**作業の指示**
高圧放電ランプについての提示文を、最後の文の後から書き継ぐこと。

**提示文**
++++
説明

高圧放電ランプ

高圧放電ランプ(2)は無電極であり、マイクロ波によって励起される。音響共振はプラズマ流を制御し、これを安定させる。この安定化は、放電容器の特別な形状によってサポートされる。このためにセラミック製の縦長の放電容器は、少なくともほぼ一定の内径(ID)を有する中央部分と2つの終端部に分けられ、これらの終端部の内径は終端部に向かって低減する。

【発明の詳細な説明】
【技術分野】
【0001】
本発明は、請求項1の上位概念に記載された高圧放電ランプに関する。
【0002】
従来技術
WO2008/048978号には、被変調マイクロ波ランプが開示されている。
【0003】
類似の共振作動ランプがUS5508592号およびUS6737825号に開示されている。この文献では無電極放電容器は常に、半球状に丸められた角を備えた円筒状である。
【0004】
発明の開示
本発明の課題は、色変動が少なく、メンテナンスを良好に行うことができる、マイクロ波によって励起される高圧放電ランプを提供することである。
【0005】
上述の課題は、請求項1の特徴部分に記載された構成によって解決される。
【0006】
特に有利な構成は、従属請求項に記載されている。
++++
**提供データ**
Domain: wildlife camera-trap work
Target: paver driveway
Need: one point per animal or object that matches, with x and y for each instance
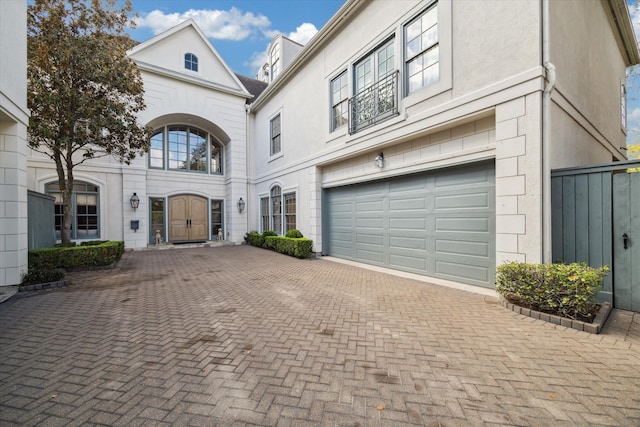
++++
**問題の解答**
【0007】
本発明では、RF波またはマイクロ波によって励起される、高効率の無電極高圧放電ランプが提供される。このランプの対流は音響的に制御されるので、プラズマ安定性である。このランプの特徴は、色変動が少なく、メンテナンスを良好に行うことができる、ということである。
【0008】
電極を備えた今日のセラミックメタルハライドランプは、電極での損失が比較的高いという問題を有している。降下電圧およびランプ接続部または給電線へと続く熱線路を介した、電極損失は、出力バランスにおいて10〜20%であり、典型的には平均して15%の損失である。
【0009】
放電容器に対する充填物としては、既知の金属ハロゲン化物充填物が適しており、殊に放電容器は、Na、Li、Tl、Ca、希土類金属(SE)のみから成るヨウ化物群から選択された、またはこれらの組み合わせから選択された金属ハロゲン化物を含有する充填物を含んでいる。このシステムは殊に、以下の充填システムに適している:すなわち、SEJ3と組み合わされたNaJ、TlJ、CaJ2である。ここで希土類金属は、元素Tm、Ce、Pr、Ndのうちの少なくとも1つである。
【0010】
Na/Liを含有した金属ハロゲン化合物充填物および/またはCe/Nd/Prを含有した金属ハロゲン化合物充填物を使用する場合には特に、これらの溶融物が電極の引き込み領域において多かれ少なかれ強く混合されてしまう。これによって、色の質および光収率が変化してしまう恐れがある。典型的にタングステンから製造される電極は、電流負荷が低いランプ作動時にも、タングステン消磨から逃れることはできない。これによって、電極帰還燃焼および燃焼壁の黒色化が生じる。電極帰還燃焼および充填物移動によって、このようなランプの寿命は尽きてしまう。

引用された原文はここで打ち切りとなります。